§ Work to be completed
Each line at or after the one containing "Screenshot QA — Where is the cyclist" should be transcribed exactly, up to and including the final line of the data.

Segment Start: Entries provided

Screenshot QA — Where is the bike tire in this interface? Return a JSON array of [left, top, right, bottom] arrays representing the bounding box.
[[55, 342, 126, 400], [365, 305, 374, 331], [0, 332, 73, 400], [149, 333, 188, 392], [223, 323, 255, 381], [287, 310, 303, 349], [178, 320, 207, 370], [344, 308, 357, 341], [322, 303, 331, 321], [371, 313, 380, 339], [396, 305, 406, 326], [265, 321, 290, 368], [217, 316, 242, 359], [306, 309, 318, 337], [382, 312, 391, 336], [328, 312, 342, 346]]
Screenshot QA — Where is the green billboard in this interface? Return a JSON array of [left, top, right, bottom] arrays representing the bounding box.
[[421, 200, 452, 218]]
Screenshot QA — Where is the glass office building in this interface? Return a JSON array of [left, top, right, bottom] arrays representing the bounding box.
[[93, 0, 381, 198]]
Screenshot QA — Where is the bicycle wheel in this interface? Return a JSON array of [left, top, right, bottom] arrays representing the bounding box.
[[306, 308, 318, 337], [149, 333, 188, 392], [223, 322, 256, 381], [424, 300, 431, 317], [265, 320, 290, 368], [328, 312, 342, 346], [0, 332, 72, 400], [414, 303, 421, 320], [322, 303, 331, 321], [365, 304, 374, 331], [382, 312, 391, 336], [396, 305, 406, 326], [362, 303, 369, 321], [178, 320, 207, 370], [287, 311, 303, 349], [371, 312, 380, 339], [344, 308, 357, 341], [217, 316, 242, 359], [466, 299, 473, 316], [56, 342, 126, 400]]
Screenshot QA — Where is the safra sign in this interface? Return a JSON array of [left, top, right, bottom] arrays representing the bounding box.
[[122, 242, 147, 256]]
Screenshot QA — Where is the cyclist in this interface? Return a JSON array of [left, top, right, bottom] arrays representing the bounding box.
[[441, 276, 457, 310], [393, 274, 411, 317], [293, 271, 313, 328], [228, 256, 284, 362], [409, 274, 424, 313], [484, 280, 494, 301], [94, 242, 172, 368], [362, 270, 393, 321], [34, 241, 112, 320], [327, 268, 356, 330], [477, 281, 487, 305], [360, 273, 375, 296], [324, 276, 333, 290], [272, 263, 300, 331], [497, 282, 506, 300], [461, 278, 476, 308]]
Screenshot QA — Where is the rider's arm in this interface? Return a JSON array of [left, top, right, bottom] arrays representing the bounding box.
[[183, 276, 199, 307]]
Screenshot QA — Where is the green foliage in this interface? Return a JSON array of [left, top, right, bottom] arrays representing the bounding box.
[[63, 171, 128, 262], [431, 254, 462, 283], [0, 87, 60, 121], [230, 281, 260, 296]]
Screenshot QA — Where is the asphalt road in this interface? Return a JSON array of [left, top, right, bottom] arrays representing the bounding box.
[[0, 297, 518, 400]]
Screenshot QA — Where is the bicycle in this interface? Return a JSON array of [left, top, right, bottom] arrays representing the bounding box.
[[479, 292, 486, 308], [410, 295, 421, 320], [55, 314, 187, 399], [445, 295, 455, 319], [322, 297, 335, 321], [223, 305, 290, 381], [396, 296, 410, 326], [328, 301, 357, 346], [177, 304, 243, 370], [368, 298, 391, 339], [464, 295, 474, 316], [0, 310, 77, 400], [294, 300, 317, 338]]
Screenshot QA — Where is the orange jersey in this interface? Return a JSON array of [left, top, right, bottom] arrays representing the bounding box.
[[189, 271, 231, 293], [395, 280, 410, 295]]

Segment End: Entries provided

§ Written solution
Screenshot QA — Where is the cyclist in this interface? Return a JSON array of [left, top, right, bottom] arrays representing the bounding box.
[[441, 276, 457, 310], [393, 274, 411, 317], [293, 271, 313, 328], [228, 256, 284, 362], [409, 274, 424, 313], [484, 280, 494, 301], [94, 242, 172, 368], [362, 270, 393, 321], [34, 241, 112, 320], [327, 268, 356, 330], [477, 281, 487, 305], [360, 273, 375, 296], [324, 276, 333, 290], [272, 263, 300, 331], [497, 282, 506, 300], [461, 278, 476, 308]]
Screenshot QA — Where is the rider's arm in this interface? Return a JSON array of [left, top, right, bottom] arrays representing the bounding box.
[[183, 276, 199, 307]]
Screenshot QA — Where is the green foliage in this interface? Return a JSON array of [left, top, right, bottom] arrays representing the bounding box.
[[63, 171, 128, 262], [431, 254, 462, 283], [0, 87, 60, 121], [230, 281, 260, 296]]
Screenshot QA — Where is the asphalt road in this interface? Return a JSON array of [left, top, right, bottom] arrays representing the bounding box.
[[0, 297, 518, 400]]
Screenshot QA — Where is the bicycle in this interface? Return a JSON array of [left, top, right, bottom] arrays representing the bounding box.
[[479, 292, 486, 308], [410, 295, 421, 320], [55, 314, 187, 399], [445, 295, 455, 319], [322, 297, 335, 321], [223, 305, 290, 381], [396, 296, 410, 326], [328, 301, 357, 346], [177, 304, 243, 370], [368, 298, 391, 339], [464, 295, 474, 316], [0, 310, 77, 400], [294, 300, 317, 338]]
Screenshot QA — Where is the orange jersey in this interface? Return a JSON array of [left, top, right, bottom] arrays representing the bounding box.
[[189, 271, 231, 293], [395, 280, 410, 295]]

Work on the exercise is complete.